*DIRECTIONS*: Skip every line before the one containing "Expected: one point per instance of the allied", then copy that line and the rest of the entries below exactly, through the last line.

*DATASET EXTRACT*:

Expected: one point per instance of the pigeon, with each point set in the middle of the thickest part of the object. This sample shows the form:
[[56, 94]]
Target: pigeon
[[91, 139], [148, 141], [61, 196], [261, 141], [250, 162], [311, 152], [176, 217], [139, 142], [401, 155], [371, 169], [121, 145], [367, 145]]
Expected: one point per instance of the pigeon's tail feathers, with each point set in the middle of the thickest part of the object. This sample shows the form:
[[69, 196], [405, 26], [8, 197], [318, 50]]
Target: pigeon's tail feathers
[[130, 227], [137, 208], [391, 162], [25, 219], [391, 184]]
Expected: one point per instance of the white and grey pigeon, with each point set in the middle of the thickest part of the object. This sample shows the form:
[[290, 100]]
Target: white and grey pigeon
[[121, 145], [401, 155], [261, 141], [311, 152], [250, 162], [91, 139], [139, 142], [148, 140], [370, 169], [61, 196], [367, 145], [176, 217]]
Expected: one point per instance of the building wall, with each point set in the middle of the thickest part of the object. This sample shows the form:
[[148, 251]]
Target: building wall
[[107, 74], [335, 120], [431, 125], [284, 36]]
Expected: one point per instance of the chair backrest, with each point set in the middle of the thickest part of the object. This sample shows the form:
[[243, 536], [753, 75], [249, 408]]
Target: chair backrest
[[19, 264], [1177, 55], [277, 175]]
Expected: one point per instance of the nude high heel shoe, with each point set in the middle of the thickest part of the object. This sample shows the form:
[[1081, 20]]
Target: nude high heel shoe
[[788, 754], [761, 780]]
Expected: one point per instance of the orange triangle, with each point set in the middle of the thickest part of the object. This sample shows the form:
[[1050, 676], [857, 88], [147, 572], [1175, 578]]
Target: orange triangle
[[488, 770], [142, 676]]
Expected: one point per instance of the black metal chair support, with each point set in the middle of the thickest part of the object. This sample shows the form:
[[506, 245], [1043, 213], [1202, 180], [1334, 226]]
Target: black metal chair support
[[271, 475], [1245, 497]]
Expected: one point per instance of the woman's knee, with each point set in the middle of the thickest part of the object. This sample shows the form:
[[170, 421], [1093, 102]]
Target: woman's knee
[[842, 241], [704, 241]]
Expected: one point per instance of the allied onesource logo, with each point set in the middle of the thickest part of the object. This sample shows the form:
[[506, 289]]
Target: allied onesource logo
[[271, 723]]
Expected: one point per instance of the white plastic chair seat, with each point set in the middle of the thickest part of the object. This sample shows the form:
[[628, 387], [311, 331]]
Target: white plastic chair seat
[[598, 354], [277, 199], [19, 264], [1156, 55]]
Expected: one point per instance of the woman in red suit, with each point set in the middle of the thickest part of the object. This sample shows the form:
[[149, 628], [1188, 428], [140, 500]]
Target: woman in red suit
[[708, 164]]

*RESULT BELOW*:
Expected: one point per instance of the allied onesource logo, with each point set in the middle of the thickest part of the object. This sample shows the form:
[[506, 289]]
Target: allied onesource logo
[[271, 723]]
Expected: one point per instance of the white plastic chair seat, with each point set in the middle of the thickest part of the object. This sample shows the form:
[[628, 387], [311, 331]]
Target: white plastic chair seat
[[598, 354], [277, 199], [19, 264], [1156, 55]]
Expected: one point per instance of the woman in red suit, with each point set in the middle of the thickest part of the object. This sample shows the form:
[[149, 628], [1188, 428], [140, 500]]
Target: woman in red suit
[[708, 164]]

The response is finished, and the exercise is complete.